▸ **WORK ITEM**:
Please retype, unchanged, each line from the top of the material below through the line where "task: segment each instance of the tiered" appears.

▸ **DATA SECTION**:
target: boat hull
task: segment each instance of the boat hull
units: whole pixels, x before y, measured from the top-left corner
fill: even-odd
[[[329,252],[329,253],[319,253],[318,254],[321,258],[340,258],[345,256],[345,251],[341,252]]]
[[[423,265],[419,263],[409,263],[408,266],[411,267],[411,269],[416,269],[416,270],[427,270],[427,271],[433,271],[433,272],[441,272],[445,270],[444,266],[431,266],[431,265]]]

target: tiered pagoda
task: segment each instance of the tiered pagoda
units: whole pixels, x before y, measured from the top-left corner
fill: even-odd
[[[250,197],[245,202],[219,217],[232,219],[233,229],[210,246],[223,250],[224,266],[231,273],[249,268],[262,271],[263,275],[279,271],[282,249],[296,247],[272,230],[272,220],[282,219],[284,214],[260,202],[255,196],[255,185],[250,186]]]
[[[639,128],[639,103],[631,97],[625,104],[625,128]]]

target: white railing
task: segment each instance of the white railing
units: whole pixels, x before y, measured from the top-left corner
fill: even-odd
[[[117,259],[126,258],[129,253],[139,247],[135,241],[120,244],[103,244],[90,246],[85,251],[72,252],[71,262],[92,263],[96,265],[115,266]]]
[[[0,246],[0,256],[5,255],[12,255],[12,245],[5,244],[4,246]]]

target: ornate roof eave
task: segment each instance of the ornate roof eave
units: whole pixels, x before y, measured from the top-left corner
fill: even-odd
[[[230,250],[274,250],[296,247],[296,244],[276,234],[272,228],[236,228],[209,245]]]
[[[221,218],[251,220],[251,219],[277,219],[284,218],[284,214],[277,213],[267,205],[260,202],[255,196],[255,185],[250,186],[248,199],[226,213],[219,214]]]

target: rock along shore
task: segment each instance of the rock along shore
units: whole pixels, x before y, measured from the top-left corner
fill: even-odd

▸ **ANSWER BELOW**:
target: boat hull
task: segment each instance of the boat hull
units: whole pixels, x before y, measured from the top-left corner
fill: even-odd
[[[329,252],[329,253],[319,253],[318,254],[321,258],[340,258],[345,256],[345,251],[341,252]]]
[[[423,265],[419,263],[409,263],[408,266],[411,267],[411,269],[416,269],[416,270],[427,270],[427,271],[433,271],[433,272],[441,272],[445,270],[444,266],[431,266],[431,265]]]

target: tiered pagoda
task: segment each instance of the tiered pagoda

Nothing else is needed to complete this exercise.